Brano proposto:

■ ■ ■ ■ ■

Governare il mondo in base a tutte le religioni esistenti sulla terra e' una
cosa impossibile.
Quello dei diritti umani e' un concetto universale e si adatta a tutte le
culture e le religioni, non c'entra con l'Oriente o l'Occidente, e' uguale
per tutti. Anche i musulmani lo devono rispettare. Dobbiamo cominciare dai
principi che sono condivisi da tutti e non da quelli nei quali crediamo solo
noi. Invece di scontro tra le civilta', possiamo parlare di dialogo tra le
civilta'. Lo scontro tra le civilta' non porta che alla rovina. E' molto
piu' probabile che il dialogo tra le civilta' possa trovare la soluzione
piu' logica per i problemi del mondo.

2. PROFILI. DONATELLA TROTTA: MAHASWETA DEVI
[Dal quotidiano "Il Mattino" del 26 novembre 2005 col titolo "L'incontro" e
il sommario "Devi, dall'India storie di violenze al femminile".
Donatella Trotta e' nata a Roma e si e' formata tra Italia, Giamaica,
Svizzera e Giappone. Laureata in Lettere, vive a Napoli, dove lavora dal
1983 alle pagine culturali del "Mattino". Giornalista, e' autrice e
curatrice di numerosi libri. Per Liguori ha pubblicato testi su Di Giacomo
(in Salvatore Di Giacomo settant'anni dopo, 2007) e Serao (in Matilde Serao.
Le opere e i giorni, 2006), alla quale ha anche dedicato l'Album Serao
(Fausto Fiorentino, 1992). Tra i riconoscimenti piu' recenti: l'Andersen, il
Premio internazionale di giornalismo civile dell'Istituto Italiano per gli
Studi Filosofici, il Premio internazionale Eip-Italia dell'Unesco, il Capri
San Michele e il Premio di giornalismo Matilde Serao. Tra le opere di
Donatella Trotta: La via della penna e dell'ago. Matilde Serao tra
giornalismo e letteratura, Liguori, 2008.

■ ■ ■ ■ ■

Da svolgere:
**A)** Stabilisci se ciascuna affermazione concorda con il brano e rispondi sì o no, citando tra virgolette le parole del brano che lo decidono. (i) Donatella Trotta è nata a Napoli. (ii) Lo scontro tra le civiltà porta soltanto alla rovina. (iii) Donatella Trotta lavora alle pagine culturali del «Mattino» dal 1983.
**B)** Fra le righe riportate più sotto, riscrivi come elenco numerato soltanto il tratto che va dalla riga contenente "Detection target: leather chair" fino alla riga contenente "474,878 -> 503,904", estremi compresi. Tralascia le righe vuote.
Il brano e le righe non hanno alcun legame tra loro.

Dati dell'esercizio:

■ ■ ■ ■ ■

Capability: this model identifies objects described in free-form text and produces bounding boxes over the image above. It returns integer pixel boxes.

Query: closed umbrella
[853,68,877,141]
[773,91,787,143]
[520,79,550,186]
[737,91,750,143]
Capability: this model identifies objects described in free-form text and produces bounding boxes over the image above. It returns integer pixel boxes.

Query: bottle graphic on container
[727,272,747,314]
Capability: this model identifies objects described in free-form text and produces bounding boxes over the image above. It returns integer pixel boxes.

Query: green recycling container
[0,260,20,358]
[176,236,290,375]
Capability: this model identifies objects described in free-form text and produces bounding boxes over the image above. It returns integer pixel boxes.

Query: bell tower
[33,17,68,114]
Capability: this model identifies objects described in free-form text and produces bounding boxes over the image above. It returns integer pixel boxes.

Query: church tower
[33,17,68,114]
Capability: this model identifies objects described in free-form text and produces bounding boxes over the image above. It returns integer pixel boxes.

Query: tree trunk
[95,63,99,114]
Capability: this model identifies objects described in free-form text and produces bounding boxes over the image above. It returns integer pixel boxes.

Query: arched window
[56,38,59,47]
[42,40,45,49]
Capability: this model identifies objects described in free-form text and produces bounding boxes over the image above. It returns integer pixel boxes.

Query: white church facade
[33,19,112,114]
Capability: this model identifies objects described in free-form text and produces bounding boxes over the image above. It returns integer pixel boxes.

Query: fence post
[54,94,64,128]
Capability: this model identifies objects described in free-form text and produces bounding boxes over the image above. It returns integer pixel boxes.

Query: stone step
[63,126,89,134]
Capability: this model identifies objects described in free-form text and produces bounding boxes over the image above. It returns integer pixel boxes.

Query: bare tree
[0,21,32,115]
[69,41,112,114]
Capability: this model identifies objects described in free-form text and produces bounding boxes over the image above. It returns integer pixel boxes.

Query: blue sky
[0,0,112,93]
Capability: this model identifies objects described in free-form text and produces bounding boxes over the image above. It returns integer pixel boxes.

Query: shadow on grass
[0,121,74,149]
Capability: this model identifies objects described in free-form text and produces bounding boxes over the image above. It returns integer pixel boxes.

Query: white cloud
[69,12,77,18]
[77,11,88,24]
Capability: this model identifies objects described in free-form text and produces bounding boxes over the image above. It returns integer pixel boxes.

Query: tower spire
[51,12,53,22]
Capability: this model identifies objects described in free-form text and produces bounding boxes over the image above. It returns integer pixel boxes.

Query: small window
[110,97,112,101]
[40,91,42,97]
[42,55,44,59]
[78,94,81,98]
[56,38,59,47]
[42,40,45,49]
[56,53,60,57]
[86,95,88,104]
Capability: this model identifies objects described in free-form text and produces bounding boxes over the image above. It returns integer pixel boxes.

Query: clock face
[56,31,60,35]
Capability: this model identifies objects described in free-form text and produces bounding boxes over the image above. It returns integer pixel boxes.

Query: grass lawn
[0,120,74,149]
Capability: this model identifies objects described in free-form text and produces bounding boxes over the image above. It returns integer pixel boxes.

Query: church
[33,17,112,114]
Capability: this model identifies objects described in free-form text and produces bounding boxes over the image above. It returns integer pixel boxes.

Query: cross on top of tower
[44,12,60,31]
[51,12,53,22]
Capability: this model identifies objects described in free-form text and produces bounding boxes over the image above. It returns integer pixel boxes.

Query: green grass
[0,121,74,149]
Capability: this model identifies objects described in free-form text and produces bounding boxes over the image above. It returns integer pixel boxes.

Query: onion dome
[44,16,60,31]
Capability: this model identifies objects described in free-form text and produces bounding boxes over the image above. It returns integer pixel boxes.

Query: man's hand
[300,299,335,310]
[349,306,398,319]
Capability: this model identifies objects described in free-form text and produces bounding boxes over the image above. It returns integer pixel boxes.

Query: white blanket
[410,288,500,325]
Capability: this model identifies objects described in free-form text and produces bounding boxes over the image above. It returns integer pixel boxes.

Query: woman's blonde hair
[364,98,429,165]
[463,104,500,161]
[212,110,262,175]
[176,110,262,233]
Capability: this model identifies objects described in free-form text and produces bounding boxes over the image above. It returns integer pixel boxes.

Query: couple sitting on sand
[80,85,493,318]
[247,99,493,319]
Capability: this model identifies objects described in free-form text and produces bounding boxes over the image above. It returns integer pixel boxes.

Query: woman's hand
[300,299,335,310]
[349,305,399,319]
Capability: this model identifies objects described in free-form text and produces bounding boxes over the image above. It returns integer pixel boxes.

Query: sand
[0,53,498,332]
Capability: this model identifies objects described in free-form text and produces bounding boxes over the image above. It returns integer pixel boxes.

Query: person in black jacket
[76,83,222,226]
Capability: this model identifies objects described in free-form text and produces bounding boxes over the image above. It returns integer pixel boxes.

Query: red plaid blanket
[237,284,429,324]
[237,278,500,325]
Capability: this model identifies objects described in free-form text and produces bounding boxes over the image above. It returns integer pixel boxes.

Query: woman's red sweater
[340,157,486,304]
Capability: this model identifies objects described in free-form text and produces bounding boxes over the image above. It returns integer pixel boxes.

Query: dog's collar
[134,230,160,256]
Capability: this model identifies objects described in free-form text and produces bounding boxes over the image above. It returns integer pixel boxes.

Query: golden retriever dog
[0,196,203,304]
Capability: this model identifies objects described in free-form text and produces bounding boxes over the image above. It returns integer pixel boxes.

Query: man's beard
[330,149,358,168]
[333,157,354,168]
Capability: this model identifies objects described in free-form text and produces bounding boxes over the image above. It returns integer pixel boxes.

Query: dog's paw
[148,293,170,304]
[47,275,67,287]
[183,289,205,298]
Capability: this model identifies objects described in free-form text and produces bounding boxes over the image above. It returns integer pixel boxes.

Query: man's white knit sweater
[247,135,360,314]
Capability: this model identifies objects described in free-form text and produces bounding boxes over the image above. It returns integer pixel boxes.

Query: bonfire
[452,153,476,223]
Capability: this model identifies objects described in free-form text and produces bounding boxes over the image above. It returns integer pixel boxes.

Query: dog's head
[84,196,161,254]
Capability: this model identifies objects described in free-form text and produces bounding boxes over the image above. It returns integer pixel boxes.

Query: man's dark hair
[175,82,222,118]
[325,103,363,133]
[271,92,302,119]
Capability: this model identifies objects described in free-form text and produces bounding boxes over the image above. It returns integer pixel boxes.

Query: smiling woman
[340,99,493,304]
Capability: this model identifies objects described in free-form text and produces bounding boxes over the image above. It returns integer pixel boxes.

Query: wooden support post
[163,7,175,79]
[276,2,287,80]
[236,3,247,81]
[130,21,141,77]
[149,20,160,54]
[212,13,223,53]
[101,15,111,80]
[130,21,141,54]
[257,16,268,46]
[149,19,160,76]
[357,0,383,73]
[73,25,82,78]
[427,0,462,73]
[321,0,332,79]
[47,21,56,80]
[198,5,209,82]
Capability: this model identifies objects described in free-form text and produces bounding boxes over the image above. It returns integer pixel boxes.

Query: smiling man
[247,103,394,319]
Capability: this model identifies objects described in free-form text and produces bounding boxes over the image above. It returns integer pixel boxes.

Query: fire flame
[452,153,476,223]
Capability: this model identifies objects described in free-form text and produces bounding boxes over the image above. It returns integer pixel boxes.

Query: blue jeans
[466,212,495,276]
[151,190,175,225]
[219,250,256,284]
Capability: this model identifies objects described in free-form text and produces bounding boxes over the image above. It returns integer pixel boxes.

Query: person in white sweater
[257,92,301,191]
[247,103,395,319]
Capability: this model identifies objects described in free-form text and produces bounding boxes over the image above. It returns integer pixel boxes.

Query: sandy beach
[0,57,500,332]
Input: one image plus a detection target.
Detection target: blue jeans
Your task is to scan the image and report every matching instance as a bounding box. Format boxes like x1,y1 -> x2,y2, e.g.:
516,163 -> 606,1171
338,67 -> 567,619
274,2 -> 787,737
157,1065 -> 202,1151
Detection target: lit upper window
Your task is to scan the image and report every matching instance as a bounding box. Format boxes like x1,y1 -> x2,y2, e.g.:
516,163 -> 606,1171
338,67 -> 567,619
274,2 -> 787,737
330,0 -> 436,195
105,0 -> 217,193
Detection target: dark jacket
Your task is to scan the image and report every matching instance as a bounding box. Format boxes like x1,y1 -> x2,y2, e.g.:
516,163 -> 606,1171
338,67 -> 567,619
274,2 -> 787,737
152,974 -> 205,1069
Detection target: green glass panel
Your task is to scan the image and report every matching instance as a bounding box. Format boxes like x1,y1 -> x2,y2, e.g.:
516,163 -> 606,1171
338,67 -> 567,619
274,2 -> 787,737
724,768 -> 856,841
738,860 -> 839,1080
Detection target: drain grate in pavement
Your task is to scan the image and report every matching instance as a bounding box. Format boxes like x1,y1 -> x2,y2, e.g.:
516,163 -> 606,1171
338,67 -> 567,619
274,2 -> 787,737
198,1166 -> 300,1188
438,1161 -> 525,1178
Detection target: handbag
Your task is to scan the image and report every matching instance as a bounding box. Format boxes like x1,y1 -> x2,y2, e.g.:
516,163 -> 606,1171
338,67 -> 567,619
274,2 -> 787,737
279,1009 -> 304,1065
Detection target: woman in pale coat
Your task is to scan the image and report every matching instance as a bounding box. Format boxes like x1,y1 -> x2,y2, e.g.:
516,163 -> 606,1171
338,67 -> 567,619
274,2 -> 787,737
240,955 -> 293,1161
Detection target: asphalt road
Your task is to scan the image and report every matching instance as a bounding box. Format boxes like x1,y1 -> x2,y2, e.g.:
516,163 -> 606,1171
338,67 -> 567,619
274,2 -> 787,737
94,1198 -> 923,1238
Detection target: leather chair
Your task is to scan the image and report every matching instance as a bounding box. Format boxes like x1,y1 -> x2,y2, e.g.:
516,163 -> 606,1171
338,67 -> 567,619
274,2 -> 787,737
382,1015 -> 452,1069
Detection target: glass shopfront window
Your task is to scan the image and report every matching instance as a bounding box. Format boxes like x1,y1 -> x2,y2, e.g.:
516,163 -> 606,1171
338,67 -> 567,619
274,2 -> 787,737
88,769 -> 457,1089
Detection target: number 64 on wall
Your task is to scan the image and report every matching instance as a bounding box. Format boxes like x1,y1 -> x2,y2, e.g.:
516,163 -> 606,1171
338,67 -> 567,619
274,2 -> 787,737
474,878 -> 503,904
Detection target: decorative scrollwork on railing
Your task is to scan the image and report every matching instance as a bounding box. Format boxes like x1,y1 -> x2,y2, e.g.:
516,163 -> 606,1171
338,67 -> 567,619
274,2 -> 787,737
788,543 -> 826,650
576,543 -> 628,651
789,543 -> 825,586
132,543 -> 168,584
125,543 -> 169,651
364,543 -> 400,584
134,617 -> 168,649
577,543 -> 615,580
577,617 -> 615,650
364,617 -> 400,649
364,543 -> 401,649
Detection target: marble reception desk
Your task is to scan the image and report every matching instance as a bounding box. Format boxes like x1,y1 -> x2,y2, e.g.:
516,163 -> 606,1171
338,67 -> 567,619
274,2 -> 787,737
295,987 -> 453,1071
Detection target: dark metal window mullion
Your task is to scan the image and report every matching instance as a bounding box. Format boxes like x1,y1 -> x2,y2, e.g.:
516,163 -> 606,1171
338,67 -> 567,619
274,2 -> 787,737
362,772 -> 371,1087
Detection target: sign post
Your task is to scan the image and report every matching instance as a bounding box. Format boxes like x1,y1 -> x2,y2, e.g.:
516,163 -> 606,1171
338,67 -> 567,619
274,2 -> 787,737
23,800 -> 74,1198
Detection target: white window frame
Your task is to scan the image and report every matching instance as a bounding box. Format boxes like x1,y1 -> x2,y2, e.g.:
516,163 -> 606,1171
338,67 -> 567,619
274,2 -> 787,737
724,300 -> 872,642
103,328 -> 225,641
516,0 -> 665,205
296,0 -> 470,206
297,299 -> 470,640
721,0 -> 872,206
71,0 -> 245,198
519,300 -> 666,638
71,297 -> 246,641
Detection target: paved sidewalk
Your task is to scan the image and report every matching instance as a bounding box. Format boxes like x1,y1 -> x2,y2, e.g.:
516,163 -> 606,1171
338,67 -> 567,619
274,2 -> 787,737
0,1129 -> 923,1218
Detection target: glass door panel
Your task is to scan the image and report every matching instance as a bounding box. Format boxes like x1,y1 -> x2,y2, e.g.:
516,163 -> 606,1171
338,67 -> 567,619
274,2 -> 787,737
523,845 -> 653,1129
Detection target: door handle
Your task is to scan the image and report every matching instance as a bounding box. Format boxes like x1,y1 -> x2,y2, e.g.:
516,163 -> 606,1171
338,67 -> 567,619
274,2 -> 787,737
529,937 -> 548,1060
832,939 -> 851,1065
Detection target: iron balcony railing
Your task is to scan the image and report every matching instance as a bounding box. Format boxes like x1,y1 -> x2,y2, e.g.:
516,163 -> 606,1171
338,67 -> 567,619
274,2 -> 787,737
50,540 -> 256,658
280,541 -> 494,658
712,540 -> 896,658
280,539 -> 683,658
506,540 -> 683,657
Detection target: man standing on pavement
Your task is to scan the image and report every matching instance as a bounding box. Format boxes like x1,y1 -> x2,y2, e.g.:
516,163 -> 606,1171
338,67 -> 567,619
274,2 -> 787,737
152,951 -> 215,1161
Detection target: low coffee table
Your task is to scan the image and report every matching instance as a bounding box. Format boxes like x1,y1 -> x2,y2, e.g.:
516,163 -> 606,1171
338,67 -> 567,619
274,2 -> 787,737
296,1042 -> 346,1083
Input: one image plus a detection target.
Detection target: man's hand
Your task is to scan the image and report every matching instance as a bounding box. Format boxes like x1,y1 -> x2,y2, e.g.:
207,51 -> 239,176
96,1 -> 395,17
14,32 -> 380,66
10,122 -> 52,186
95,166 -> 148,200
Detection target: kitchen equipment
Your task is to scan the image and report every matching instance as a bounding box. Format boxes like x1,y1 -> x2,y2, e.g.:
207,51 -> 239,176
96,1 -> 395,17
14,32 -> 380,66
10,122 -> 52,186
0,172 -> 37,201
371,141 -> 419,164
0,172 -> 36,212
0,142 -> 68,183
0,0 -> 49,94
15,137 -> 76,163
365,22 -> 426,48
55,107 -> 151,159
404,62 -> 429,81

■ ■ ■ ■ ■

Risposte all'esercizio:
**A)**
(i) No: «e' nata a Roma».
(ii) Sì: «Lo scontro tra le civilta' non porta che alla rovina».
(iii) Sì: «dove lavora dal 1983 alle pagine culturali del "Mattino"».

**B)**
1. Detection target: leather chair
2. Your task is to scan the image and report every matching instance as a bounding box. Format boxes like x1,y1 -> x2,y2, e.g.:
3. 516,163 -> 606,1171
4. 338,67 -> 567,619
5. 274,2 -> 787,737
6. 382,1015 -> 452,1069
7. Detection target: glass shopfront window
8. Your task is to scan the image and report every matching instance as a bounding box. Format boxes like x1,y1 -> x2,y2, e.g.:
9. 516,163 -> 606,1171
10. 338,67 -> 567,619
11. 274,2 -> 787,737
12. 88,769 -> 457,1089
13. Detection target: number 64 on wall
14. Your task is to scan the image and report every matching instance as a bounding box. Format boxes like x1,y1 -> x2,y2, e.g.:
15. 516,163 -> 606,1171
16. 338,67 -> 567,619
17. 274,2 -> 787,737
18. 474,878 -> 503,904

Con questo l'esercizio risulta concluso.